TO DO
For each line of the listing that includes the word "lips", show the whole line.

SOURCE RECORDS

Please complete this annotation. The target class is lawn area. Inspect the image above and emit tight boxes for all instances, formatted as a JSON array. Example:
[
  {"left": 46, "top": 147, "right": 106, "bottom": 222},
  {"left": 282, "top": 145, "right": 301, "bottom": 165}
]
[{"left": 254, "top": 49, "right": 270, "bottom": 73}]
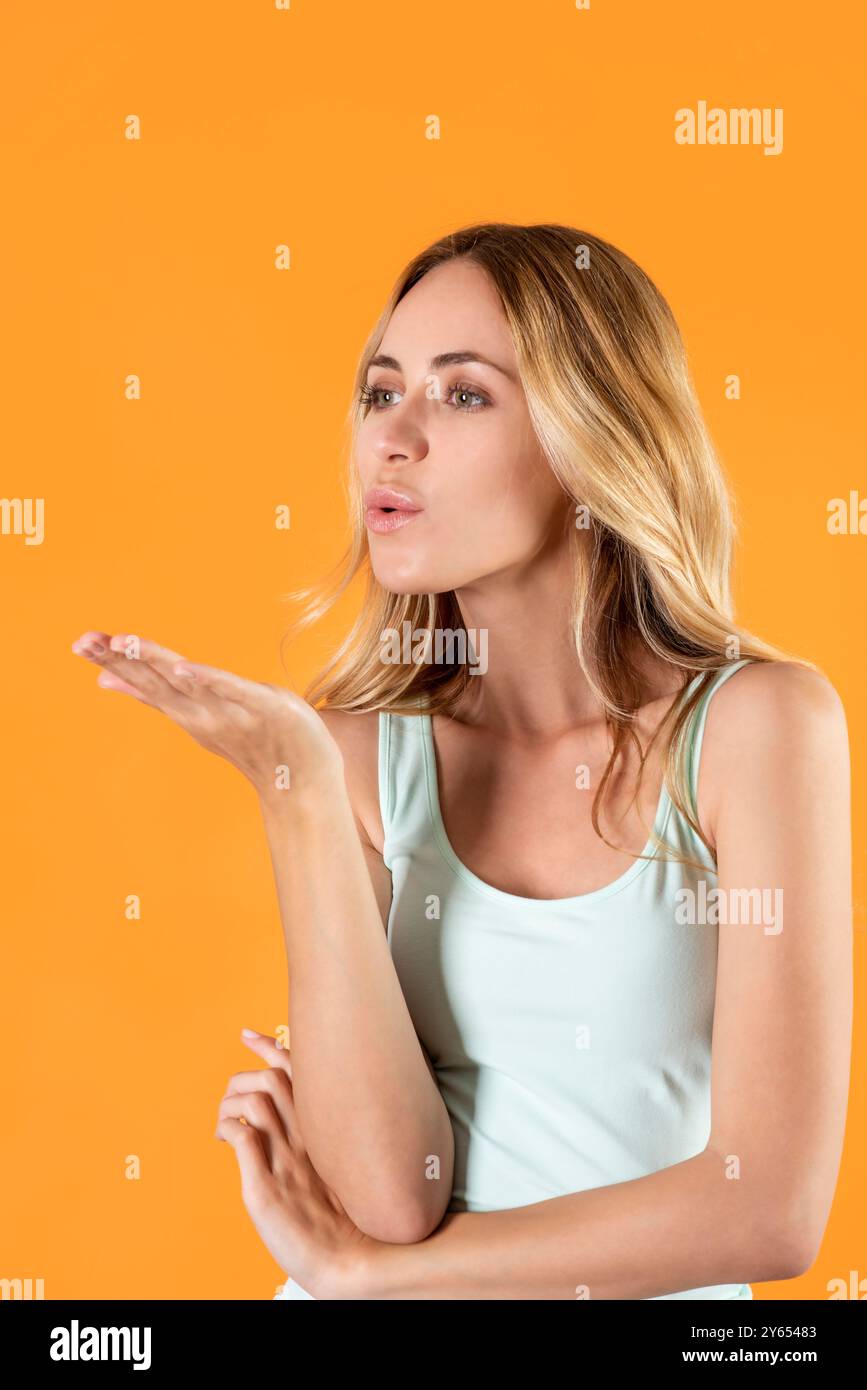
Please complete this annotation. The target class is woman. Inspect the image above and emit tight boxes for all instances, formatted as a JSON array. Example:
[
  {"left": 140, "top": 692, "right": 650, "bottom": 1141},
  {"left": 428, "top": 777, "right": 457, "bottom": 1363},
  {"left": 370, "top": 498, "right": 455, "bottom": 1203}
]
[{"left": 72, "top": 223, "right": 852, "bottom": 1300}]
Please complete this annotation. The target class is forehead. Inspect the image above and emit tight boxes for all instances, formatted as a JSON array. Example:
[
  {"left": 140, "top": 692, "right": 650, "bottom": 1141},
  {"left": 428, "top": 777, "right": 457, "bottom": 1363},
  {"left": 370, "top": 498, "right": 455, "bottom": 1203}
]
[{"left": 378, "top": 260, "right": 515, "bottom": 362}]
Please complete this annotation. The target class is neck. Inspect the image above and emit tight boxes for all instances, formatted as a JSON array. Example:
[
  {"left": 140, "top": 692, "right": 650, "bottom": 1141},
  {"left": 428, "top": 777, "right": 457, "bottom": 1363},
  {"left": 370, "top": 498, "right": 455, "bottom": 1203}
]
[{"left": 448, "top": 544, "right": 679, "bottom": 739}]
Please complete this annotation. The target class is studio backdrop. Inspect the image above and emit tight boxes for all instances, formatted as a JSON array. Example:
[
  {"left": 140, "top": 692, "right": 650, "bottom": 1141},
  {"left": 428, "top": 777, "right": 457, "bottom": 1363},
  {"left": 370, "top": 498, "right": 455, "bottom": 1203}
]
[{"left": 1, "top": 0, "right": 864, "bottom": 1302}]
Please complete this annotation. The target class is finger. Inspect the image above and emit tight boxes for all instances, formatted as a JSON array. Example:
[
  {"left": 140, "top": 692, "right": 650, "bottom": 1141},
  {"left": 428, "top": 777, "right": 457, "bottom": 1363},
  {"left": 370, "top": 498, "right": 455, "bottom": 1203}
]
[
  {"left": 71, "top": 630, "right": 113, "bottom": 658},
  {"left": 216, "top": 1091, "right": 290, "bottom": 1169},
  {"left": 75, "top": 633, "right": 185, "bottom": 707},
  {"left": 241, "top": 1029, "right": 293, "bottom": 1077},
  {"left": 96, "top": 670, "right": 152, "bottom": 700},
  {"left": 107, "top": 632, "right": 187, "bottom": 663},
  {"left": 106, "top": 634, "right": 224, "bottom": 703},
  {"left": 107, "top": 632, "right": 227, "bottom": 707},
  {"left": 214, "top": 1115, "right": 272, "bottom": 1192},
  {"left": 73, "top": 633, "right": 199, "bottom": 714},
  {"left": 167, "top": 659, "right": 288, "bottom": 711},
  {"left": 223, "top": 1067, "right": 297, "bottom": 1139}
]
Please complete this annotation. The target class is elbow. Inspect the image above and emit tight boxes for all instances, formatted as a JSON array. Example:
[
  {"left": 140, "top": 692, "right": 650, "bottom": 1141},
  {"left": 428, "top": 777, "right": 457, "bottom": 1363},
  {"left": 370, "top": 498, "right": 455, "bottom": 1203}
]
[
  {"left": 748, "top": 1203, "right": 825, "bottom": 1283},
  {"left": 768, "top": 1230, "right": 822, "bottom": 1282},
  {"left": 306, "top": 1110, "right": 455, "bottom": 1245},
  {"left": 347, "top": 1191, "right": 447, "bottom": 1245},
  {"left": 339, "top": 1150, "right": 453, "bottom": 1245},
  {"left": 346, "top": 1120, "right": 455, "bottom": 1244},
  {"left": 756, "top": 1239, "right": 818, "bottom": 1284},
  {"left": 706, "top": 1142, "right": 829, "bottom": 1283}
]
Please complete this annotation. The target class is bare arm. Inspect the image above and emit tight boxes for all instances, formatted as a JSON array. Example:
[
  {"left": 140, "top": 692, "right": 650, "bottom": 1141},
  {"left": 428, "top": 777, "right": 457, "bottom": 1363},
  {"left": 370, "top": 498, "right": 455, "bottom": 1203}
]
[
  {"left": 259, "top": 707, "right": 454, "bottom": 1244},
  {"left": 338, "top": 663, "right": 852, "bottom": 1298},
  {"left": 67, "top": 634, "right": 453, "bottom": 1245}
]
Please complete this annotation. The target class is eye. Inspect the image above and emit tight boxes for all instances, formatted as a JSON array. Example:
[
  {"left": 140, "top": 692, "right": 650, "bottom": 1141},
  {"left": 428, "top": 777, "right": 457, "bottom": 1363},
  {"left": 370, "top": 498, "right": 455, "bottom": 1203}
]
[
  {"left": 359, "top": 383, "right": 402, "bottom": 410},
  {"left": 358, "top": 380, "right": 491, "bottom": 413},
  {"left": 445, "top": 382, "right": 490, "bottom": 411}
]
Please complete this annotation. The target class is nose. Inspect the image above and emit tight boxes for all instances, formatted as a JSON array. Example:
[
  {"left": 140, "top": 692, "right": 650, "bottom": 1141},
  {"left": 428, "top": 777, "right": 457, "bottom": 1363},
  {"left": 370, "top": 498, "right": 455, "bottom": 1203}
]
[
  {"left": 367, "top": 401, "right": 430, "bottom": 470},
  {"left": 369, "top": 433, "right": 430, "bottom": 471}
]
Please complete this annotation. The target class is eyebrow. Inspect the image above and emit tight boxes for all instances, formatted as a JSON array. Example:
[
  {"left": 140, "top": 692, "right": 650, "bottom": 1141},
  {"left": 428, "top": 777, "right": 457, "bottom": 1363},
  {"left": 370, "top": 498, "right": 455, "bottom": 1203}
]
[{"left": 366, "top": 349, "right": 515, "bottom": 380}]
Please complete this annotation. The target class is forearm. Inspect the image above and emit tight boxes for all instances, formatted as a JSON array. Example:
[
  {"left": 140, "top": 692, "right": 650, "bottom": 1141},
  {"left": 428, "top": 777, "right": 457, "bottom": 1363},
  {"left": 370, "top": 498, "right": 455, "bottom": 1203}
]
[
  {"left": 258, "top": 777, "right": 453, "bottom": 1242},
  {"left": 349, "top": 1146, "right": 790, "bottom": 1300}
]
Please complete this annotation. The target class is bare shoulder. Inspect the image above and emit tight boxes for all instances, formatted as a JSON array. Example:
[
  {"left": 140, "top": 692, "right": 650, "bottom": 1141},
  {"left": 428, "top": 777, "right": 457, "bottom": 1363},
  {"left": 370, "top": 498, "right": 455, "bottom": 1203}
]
[
  {"left": 316, "top": 705, "right": 382, "bottom": 755},
  {"left": 697, "top": 660, "right": 849, "bottom": 843},
  {"left": 314, "top": 706, "right": 385, "bottom": 852},
  {"left": 705, "top": 659, "right": 847, "bottom": 745}
]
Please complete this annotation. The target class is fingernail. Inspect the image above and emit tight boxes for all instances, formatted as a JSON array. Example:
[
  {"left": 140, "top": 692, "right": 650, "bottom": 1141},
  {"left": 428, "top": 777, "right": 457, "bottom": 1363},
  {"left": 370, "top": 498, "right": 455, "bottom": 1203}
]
[
  {"left": 175, "top": 664, "right": 197, "bottom": 680},
  {"left": 241, "top": 1027, "right": 259, "bottom": 1038}
]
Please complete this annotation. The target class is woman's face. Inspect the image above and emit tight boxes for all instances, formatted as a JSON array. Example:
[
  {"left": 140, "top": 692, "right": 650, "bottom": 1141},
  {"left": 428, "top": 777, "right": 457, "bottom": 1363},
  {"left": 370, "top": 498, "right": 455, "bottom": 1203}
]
[{"left": 354, "top": 258, "right": 570, "bottom": 595}]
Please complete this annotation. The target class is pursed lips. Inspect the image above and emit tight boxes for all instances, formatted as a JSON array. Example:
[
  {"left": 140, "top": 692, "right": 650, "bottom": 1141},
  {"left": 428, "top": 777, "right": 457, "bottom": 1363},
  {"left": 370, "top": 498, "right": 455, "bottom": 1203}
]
[{"left": 364, "top": 487, "right": 424, "bottom": 533}]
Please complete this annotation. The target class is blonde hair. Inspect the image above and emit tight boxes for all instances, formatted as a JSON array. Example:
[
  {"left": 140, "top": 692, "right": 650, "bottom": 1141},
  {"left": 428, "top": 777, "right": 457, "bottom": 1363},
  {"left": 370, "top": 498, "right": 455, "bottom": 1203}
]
[{"left": 280, "top": 221, "right": 812, "bottom": 868}]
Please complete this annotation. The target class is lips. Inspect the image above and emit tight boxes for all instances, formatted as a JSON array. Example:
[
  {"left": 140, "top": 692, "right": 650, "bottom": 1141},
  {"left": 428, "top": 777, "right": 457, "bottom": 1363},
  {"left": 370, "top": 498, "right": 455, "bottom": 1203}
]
[{"left": 364, "top": 486, "right": 424, "bottom": 534}]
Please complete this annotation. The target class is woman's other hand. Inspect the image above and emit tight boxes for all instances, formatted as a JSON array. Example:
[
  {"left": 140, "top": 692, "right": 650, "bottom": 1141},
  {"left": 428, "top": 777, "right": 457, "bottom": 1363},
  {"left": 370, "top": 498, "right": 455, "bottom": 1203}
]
[{"left": 216, "top": 1029, "right": 373, "bottom": 1299}]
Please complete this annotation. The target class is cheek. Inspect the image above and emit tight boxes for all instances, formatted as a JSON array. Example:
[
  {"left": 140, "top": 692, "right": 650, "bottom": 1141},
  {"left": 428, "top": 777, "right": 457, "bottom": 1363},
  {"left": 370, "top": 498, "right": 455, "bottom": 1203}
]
[
  {"left": 442, "top": 431, "right": 559, "bottom": 550},
  {"left": 369, "top": 482, "right": 561, "bottom": 596},
  {"left": 360, "top": 417, "right": 564, "bottom": 593}
]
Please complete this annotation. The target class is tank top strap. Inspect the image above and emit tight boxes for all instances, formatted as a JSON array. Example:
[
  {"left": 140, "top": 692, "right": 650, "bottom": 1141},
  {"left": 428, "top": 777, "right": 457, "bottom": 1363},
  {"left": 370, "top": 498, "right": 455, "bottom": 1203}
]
[
  {"left": 378, "top": 703, "right": 431, "bottom": 873},
  {"left": 679, "top": 657, "right": 756, "bottom": 821},
  {"left": 378, "top": 660, "right": 757, "bottom": 872}
]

SOLUTION TO THIS PROBLEM
Please complete this annotation. The target class is pursed lips. Inspect the image above and emit tight boxes for all instances, formatted as a JSON array. Example:
Please complete this annotation. The target class is lips. Inspect the image above and emit tight boxes for all instances, formatted as a JSON array. Example:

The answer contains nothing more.